### Short problem
Output the data below in full, character for character.

-- BEGIN Exercise material --

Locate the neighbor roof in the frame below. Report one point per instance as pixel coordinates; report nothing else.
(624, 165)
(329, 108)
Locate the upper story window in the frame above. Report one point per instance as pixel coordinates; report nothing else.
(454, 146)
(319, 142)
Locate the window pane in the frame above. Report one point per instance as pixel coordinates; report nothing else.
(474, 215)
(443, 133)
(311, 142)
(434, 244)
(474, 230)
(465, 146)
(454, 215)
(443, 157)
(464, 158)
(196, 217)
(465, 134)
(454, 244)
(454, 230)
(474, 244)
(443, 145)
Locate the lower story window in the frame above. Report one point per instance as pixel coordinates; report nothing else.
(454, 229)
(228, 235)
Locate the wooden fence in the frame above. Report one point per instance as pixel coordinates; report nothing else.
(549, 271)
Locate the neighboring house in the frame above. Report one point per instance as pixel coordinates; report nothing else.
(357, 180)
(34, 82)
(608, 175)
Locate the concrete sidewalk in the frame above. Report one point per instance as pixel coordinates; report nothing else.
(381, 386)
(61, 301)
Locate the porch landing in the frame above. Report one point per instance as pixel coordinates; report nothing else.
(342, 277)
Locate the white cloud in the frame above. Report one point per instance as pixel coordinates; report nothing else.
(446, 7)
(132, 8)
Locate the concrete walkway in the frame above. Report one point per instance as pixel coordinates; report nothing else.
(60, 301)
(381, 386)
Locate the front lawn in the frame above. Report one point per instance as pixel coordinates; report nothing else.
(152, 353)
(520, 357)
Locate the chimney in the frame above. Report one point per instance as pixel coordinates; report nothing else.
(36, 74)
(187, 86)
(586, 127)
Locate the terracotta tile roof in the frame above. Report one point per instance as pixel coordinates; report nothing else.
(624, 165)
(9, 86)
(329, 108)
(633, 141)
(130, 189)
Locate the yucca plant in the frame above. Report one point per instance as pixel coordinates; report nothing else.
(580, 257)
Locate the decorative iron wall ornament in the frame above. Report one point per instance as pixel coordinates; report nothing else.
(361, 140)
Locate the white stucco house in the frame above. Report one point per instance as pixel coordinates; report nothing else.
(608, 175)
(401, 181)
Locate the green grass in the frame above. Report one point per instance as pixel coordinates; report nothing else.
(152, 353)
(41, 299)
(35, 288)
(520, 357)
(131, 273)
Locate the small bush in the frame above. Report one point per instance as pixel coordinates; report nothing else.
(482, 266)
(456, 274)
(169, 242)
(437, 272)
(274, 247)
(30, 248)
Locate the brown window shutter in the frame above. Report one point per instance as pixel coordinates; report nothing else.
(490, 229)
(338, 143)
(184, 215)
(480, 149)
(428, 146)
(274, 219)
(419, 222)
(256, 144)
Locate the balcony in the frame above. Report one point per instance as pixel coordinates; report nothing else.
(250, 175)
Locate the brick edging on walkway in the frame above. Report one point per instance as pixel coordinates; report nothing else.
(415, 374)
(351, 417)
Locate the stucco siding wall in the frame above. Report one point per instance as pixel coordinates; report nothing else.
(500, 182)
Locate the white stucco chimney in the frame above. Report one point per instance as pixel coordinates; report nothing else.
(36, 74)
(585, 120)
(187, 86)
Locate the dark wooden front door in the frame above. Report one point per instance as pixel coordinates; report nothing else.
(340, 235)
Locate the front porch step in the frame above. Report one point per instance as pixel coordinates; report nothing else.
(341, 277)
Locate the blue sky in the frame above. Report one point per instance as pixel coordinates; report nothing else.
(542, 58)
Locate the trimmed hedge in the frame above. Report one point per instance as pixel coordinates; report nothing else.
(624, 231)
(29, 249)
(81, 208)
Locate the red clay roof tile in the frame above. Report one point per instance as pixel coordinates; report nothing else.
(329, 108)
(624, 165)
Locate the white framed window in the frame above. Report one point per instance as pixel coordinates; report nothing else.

-- END Exercise material --

### Response below
Locate the neighbor roof in the frame below. Report one point per instance as pixel coordinates; report nothing else.
(624, 165)
(329, 108)
Locate the upper story window in the frame above. Report one point per instance as pixel coordinates; report nothing else.
(454, 146)
(319, 142)
Locate the window pane in the frame above. Report one point per instance as pixel coordinates; report nothing else.
(474, 215)
(443, 133)
(311, 142)
(434, 244)
(474, 230)
(465, 146)
(454, 215)
(443, 157)
(464, 158)
(196, 217)
(465, 134)
(454, 244)
(454, 230)
(474, 244)
(443, 145)
Locate the lower story window in the frame above. Report one point per instance as pixel coordinates; report nothing else.
(454, 229)
(228, 235)
Locate the wooden fence in the frame above. Report one point per instance as pixel coordinates; report nothing else.
(549, 271)
Locate the neighboring house in the frame above. Report one point per instance as pixel coordinates; report nothing else.
(357, 180)
(34, 82)
(608, 175)
Locate the concrete sidewalk in the frame above. Report one point per instance as pixel coordinates; report nothing else.
(381, 386)
(61, 301)
Locate the porch landing in the frame above. Report one point per instance as pixel coordinates; report nothing else.
(342, 277)
Locate the white cloud in the frame above. Report one point per instance as pixel coordinates; report nothing else.
(446, 7)
(132, 8)
Locate the concrete walkway in the frame above. Report one point per instance as pixel coordinates; report nothing else.
(60, 301)
(381, 386)
Locate the front lawn in the frame above. Report one point per instance as pixel coordinates; report nothing else.
(152, 353)
(520, 357)
Locate the chimney in the frame above. Report one point per instance as pixel coordinates; report nothing else.
(36, 74)
(187, 86)
(586, 127)
Locate the terracotta tile roof in the frame above. Report one point per instance as pixel coordinates; report nothing else.
(624, 165)
(9, 86)
(329, 108)
(633, 141)
(130, 189)
Locate the yucca plant in the frame above. Report one point per instance as pixel coordinates; report nothing else.
(580, 257)
Locate the decorative iron wall ornament in the frame above. Report one point per instance as pixel coordinates; report nothing else.
(361, 140)
Locate the white stucco house in the frame above. Report one point per instance as pixel coordinates; report nothing else.
(608, 175)
(401, 181)
Locate the green grass in the frame above. Report one point per instance as pixel coordinates; report nothing else.
(152, 353)
(41, 299)
(35, 288)
(520, 357)
(131, 273)
Locate the small bush in the frame above. Report one point per instance as pixel coordinates; report nothing else.
(482, 266)
(456, 274)
(169, 242)
(437, 272)
(274, 247)
(30, 248)
Locate the brown window shutter in the frame above. Report one point per instance as pixel coordinates; report nothing else.
(490, 229)
(338, 143)
(184, 215)
(480, 149)
(428, 146)
(274, 219)
(419, 222)
(256, 144)
Locate the balcony in the frame above. Report one point per instance as pixel coordinates; report nothing else.
(250, 175)
Locate the brick edging on walkway in the frame above. Report one point per instance as pixel coordinates; report nothing else.
(415, 374)
(351, 417)
Locate the stucco siding wall in the frame above. Report one point per instance as pixel coordinates; report nothing else.
(500, 182)
Locate the white stucco chimney in the frame above. Report one point per instance as pixel coordinates; report nothing else.
(36, 74)
(585, 120)
(187, 86)
Locate the dark wooden front door in the frame above. Report one point per instance as pixel coordinates; report nothing else.
(340, 235)
Locate the front porch step in the frame above. Report one point per instance as pixel coordinates; report nothing else.
(341, 277)
Locate the blue sky in the frame above. Report one point per instance as pixel coordinates; report nothing else.
(542, 58)
Locate the trimmed hedge in the frame above. Report one point per instance as pixel coordinates; report nothing else.
(624, 231)
(29, 249)
(81, 208)
Locate the red clay roof tile in the frame above. Report one point per instance as pixel coordinates; report nothing else.
(329, 108)
(624, 165)
Locate the white framed window in the frame above. Report one point per instance as pixel coordinates; report nothing else.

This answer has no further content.